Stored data
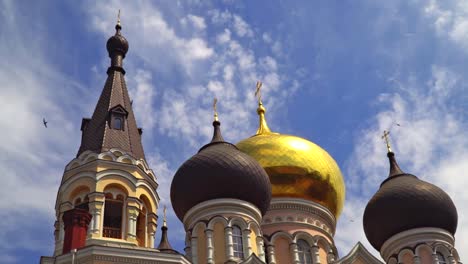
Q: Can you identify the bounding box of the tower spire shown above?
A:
[77,20,145,159]
[255,81,271,135]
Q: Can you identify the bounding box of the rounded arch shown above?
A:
[228,216,248,230]
[398,248,414,264]
[192,221,206,237]
[67,183,91,201]
[139,194,154,212]
[207,215,228,230]
[103,183,129,199]
[270,231,293,245]
[96,174,136,197]
[292,231,316,247]
[247,221,262,237]
[314,235,335,253]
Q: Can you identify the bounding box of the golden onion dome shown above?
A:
[236,101,345,218]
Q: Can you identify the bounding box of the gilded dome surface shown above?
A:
[236,104,345,218]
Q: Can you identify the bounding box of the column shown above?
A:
[190,237,198,264]
[127,206,138,241]
[267,244,276,264]
[205,229,214,264]
[257,236,266,263]
[147,213,158,248]
[413,254,421,264]
[224,226,234,261]
[242,229,253,258]
[289,243,299,264]
[312,244,320,264]
[88,201,103,236]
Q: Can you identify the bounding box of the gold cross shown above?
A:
[382,130,392,152]
[213,97,218,121]
[163,206,167,226]
[255,81,262,103]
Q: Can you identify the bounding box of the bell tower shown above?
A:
[54,18,159,256]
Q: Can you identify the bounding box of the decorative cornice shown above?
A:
[380,227,455,261]
[262,198,336,237]
[183,198,262,230]
[65,148,156,180]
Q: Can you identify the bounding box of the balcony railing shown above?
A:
[102,227,122,238]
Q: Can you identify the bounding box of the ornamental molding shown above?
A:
[380,227,455,262]
[65,148,156,180]
[48,245,190,264]
[183,198,262,230]
[262,198,336,237]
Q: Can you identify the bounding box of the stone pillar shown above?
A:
[190,237,198,264]
[147,213,158,248]
[413,254,421,264]
[257,236,266,263]
[242,229,253,258]
[205,229,214,264]
[312,244,320,264]
[267,244,276,264]
[127,206,138,242]
[224,226,234,261]
[184,231,192,260]
[289,243,299,264]
[62,208,91,254]
[88,201,103,237]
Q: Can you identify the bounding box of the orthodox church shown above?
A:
[40,18,461,264]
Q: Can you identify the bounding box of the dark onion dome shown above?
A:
[106,23,128,58]
[171,121,271,221]
[363,152,458,251]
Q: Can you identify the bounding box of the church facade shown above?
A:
[40,18,461,264]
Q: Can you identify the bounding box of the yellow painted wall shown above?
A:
[213,222,227,264]
[319,245,328,264]
[419,248,432,264]
[197,228,206,264]
[250,230,258,256]
[275,237,291,264]
[401,252,413,264]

» EXERCISE DIRECTIONS
Put each line of the records above into a Markdown table with the columns Row and Line, numbering the rows and omitting blank lines. Leave the pictures out of the table.

» ANSWER FOR THIS EXERCISE
| Row | Line |
|---|---|
| 1 | Q: Can you identify the bounding box of the tower spire shown above? |
| 2 | A: |
| 3 | [77,20,145,159] |
| 4 | [255,81,271,135] |
| 5 | Q: Can you identify the bounding box of the rounded arch shown above? |
| 6 | A: |
| 7 | [228,216,248,230] |
| 8 | [398,248,414,264] |
| 9 | [192,221,206,237] |
| 10 | [67,183,91,201] |
| 11 | [139,194,154,212] |
| 12 | [207,215,228,230] |
| 13 | [103,183,129,199] |
| 14 | [270,231,293,245] |
| 15 | [96,174,136,197] |
| 16 | [292,231,316,247] |
| 17 | [247,221,262,237] |
| 18 | [314,235,335,253] |
| 19 | Q: Can you identify the bounding box of the golden onion dome shown above? |
| 20 | A: |
| 21 | [236,101,345,218] |
| 22 | Q: Can you identify the bounding box of the gilded dome surface shown above? |
| 23 | A: |
| 24 | [236,104,345,218] |
| 25 | Q: Can you identify the bounding box of the column shown above? |
| 26 | A: |
| 27 | [190,237,198,264] |
| 28 | [127,206,138,241] |
| 29 | [267,244,276,264] |
| 30 | [205,229,214,264] |
| 31 | [257,236,266,263] |
| 32 | [147,213,158,248] |
| 33 | [413,254,421,264] |
| 34 | [224,226,234,261] |
| 35 | [242,229,253,258] |
| 36 | [289,243,299,264] |
| 37 | [312,244,320,264] |
| 38 | [88,201,103,236] |
| 39 | Q: Can you identify the bounding box of the gold cross shown above? |
| 40 | A: |
| 41 | [382,130,392,152] |
| 42 | [213,97,218,121] |
| 43 | [163,206,167,226] |
| 44 | [255,81,262,103] |
| 45 | Q: Can you identify the bounding box of the bell tower shown above? |
| 46 | A: |
| 47 | [54,18,159,256] |
| 48 | Q: Can you identify the bounding box of the decorative cornice shown above? |
| 49 | A: |
| 50 | [380,227,455,261] |
| 51 | [262,198,336,237] |
| 52 | [183,198,262,230] |
| 53 | [65,148,156,180] |
| 54 | Q: Can you identify the bounding box of the balcony railing shown above? |
| 55 | A: |
| 56 | [102,227,122,238] |
| 57 | Q: Can you identify the bounding box of the ornamental molding shown above? |
| 58 | A: |
| 59 | [380,227,455,262] |
| 60 | [65,148,156,180] |
| 61 | [48,245,190,264] |
| 62 | [183,198,262,230] |
| 63 | [262,198,336,237] |
| 64 | Q: Can you identify the bounding box of the stone pillar shown above? |
| 65 | A: |
| 66 | [190,237,198,264] |
| 67 | [147,213,158,248] |
| 68 | [413,254,421,264] |
| 69 | [257,236,266,263] |
| 70 | [242,229,253,258] |
| 71 | [205,229,214,264] |
| 72 | [312,244,320,264] |
| 73 | [267,244,276,264] |
| 74 | [127,206,138,242] |
| 75 | [224,226,234,261] |
| 76 | [184,231,192,260] |
| 77 | [289,243,299,264] |
| 78 | [62,208,91,254] |
| 79 | [88,201,103,237] |
| 80 | Q: Can you identify the bounding box of the orthodox church shown above? |
| 81 | A: |
| 82 | [40,18,461,264] |
| 83 | Q: Can you identify the bounding box of the dark onion dome shown above? |
| 84 | A: |
| 85 | [106,23,128,58] |
| 86 | [171,121,271,221] |
| 87 | [363,152,458,251] |
| 88 | Q: Can you identify the bounding box of the church facade shown above? |
| 89 | A: |
| 90 | [40,18,461,264] |
| 91 | Q: Can you identify the bounding box of the yellow painted wall shown above? |
| 92 | A: |
| 93 | [213,222,227,264] |
| 94 | [319,245,328,264] |
| 95 | [419,248,432,264] |
| 96 | [197,228,206,264] |
| 97 | [250,230,258,256] |
| 98 | [275,237,291,264] |
| 99 | [401,252,413,264] |